## Activity
In the entries that follow, the line with "Could you point at the boy in" opens the range and the line with "Could you point at the blue" closes it; repeat that range exactly, both lines included.

## Stored data
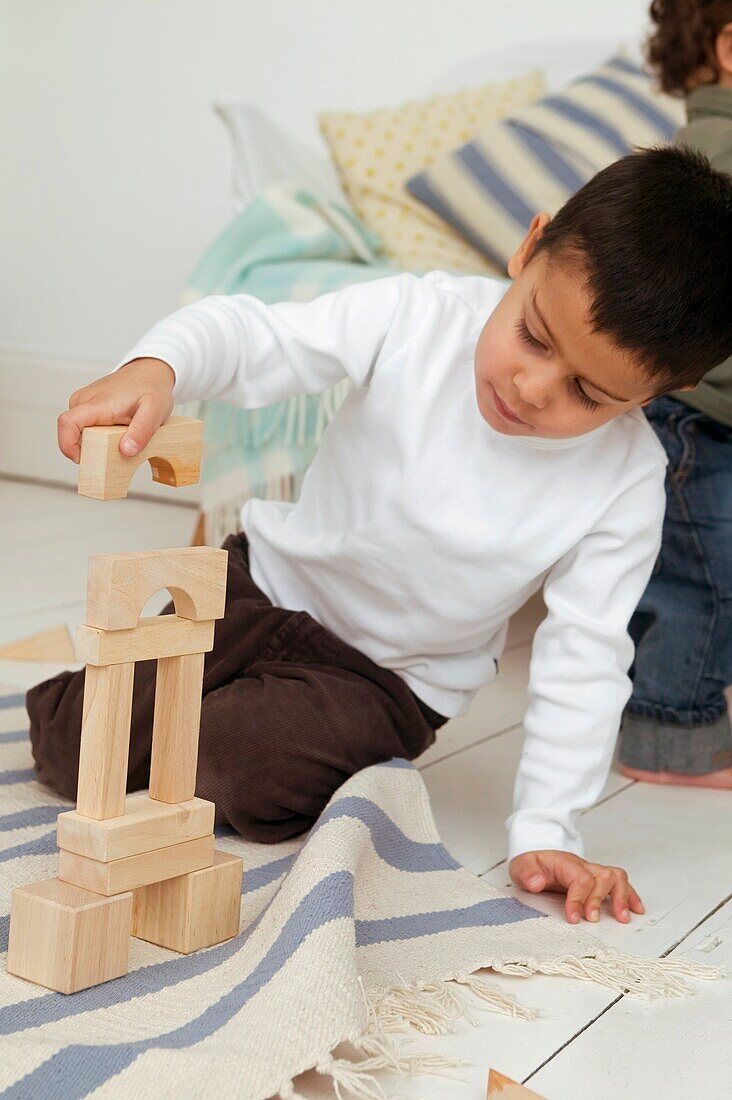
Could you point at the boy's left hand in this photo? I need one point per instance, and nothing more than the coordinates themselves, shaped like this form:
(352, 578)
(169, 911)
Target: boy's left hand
(587, 884)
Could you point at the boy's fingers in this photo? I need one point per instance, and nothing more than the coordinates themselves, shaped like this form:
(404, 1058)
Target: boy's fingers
(531, 875)
(576, 894)
(636, 904)
(69, 427)
(620, 895)
(600, 890)
(146, 420)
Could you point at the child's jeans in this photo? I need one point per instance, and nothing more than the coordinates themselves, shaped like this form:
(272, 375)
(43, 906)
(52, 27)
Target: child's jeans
(677, 716)
(288, 713)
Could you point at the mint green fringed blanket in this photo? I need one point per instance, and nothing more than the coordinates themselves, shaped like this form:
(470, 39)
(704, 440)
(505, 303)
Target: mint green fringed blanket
(288, 244)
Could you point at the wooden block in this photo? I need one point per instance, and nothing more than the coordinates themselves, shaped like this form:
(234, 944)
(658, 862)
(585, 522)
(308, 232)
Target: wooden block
(105, 740)
(67, 938)
(174, 454)
(120, 584)
(144, 826)
(159, 636)
(500, 1086)
(176, 722)
(193, 911)
(133, 871)
(54, 645)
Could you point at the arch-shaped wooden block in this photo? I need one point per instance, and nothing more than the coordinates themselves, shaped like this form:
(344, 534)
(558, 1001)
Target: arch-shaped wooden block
(120, 584)
(173, 452)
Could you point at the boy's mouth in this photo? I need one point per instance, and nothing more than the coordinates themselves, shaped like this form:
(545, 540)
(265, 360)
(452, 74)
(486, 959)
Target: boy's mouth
(503, 409)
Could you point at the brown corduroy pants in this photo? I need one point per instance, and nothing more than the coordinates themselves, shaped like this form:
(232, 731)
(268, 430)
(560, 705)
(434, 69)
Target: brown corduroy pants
(290, 712)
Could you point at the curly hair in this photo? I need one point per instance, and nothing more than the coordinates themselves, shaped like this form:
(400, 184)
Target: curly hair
(684, 41)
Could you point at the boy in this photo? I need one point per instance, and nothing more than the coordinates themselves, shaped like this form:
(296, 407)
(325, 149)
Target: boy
(676, 726)
(493, 443)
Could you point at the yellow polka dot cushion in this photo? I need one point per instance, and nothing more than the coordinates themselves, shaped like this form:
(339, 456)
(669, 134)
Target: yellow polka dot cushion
(375, 152)
(490, 187)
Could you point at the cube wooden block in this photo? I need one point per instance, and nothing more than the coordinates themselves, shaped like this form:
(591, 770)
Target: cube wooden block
(156, 637)
(174, 454)
(133, 871)
(67, 938)
(193, 911)
(144, 826)
(120, 584)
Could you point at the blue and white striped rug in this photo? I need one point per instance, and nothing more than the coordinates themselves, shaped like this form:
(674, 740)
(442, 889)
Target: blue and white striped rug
(362, 928)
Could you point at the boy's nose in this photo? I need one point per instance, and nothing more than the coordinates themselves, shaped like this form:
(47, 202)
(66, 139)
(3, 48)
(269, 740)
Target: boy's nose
(534, 388)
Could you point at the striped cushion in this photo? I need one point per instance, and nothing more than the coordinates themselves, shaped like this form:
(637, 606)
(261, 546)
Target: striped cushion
(490, 188)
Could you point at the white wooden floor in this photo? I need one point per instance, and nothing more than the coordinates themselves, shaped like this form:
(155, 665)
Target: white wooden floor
(675, 843)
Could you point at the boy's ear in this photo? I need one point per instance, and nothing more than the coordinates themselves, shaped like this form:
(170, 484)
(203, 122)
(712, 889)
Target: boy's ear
(723, 50)
(525, 250)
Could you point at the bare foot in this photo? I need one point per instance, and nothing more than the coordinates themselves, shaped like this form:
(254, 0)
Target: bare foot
(721, 779)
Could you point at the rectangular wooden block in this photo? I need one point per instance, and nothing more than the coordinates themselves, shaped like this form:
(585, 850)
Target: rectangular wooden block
(154, 637)
(105, 740)
(174, 453)
(67, 938)
(144, 826)
(193, 911)
(120, 584)
(133, 871)
(502, 1087)
(176, 723)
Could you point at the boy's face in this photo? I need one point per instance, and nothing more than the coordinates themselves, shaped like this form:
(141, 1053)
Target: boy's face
(539, 369)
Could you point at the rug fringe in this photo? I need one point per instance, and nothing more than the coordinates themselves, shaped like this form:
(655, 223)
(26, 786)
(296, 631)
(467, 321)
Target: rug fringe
(433, 1008)
(632, 975)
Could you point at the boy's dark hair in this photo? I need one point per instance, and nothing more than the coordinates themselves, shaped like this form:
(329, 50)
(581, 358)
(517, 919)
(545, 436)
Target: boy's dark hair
(652, 234)
(681, 46)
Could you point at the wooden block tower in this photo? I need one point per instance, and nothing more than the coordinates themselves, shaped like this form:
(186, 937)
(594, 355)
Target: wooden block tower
(143, 864)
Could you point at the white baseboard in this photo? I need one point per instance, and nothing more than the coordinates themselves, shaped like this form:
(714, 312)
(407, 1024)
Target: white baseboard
(33, 391)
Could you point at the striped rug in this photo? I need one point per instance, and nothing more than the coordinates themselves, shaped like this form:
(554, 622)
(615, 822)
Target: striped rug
(364, 928)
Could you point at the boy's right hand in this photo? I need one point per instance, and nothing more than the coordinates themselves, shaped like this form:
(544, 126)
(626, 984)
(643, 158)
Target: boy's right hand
(140, 394)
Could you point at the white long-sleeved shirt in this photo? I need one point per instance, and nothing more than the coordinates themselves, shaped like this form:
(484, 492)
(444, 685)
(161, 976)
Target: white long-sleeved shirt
(419, 528)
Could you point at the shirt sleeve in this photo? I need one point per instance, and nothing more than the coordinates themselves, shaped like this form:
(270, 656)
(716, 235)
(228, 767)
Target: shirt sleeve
(578, 674)
(238, 349)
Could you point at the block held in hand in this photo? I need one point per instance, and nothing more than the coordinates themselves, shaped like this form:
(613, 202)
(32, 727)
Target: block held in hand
(174, 453)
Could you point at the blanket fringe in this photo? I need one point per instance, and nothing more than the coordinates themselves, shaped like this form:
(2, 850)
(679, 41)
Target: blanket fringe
(632, 975)
(434, 1008)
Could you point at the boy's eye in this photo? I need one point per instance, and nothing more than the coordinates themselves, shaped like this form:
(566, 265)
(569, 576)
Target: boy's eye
(586, 399)
(525, 334)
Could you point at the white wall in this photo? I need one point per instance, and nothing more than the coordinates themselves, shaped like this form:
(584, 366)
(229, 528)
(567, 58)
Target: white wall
(115, 174)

## Response to the task
Could you point at the boy in this photo? I need one point per instance, and nothing more than the coordinates themselves, shaped like this form:
(296, 407)
(325, 149)
Target: boy
(676, 726)
(493, 443)
Could you point at the yellow polka dot cushion in this photo? I need one point per instance, and nothing more than the coordinates themselves, shaped like this form:
(339, 456)
(669, 134)
Target: yellow polka dot cushion
(375, 152)
(490, 187)
Could you point at the cube wooden block in this photo? I need one point per instance, and nothing more than the coordinates themselves, shaped like this form:
(591, 770)
Target: cube wooden block
(156, 637)
(174, 454)
(133, 871)
(67, 938)
(193, 911)
(144, 826)
(120, 584)
Could you point at the blue and white striped rug in this photo? I need one point per instance, and nothing more than the coordinates themselves, shaped like this form:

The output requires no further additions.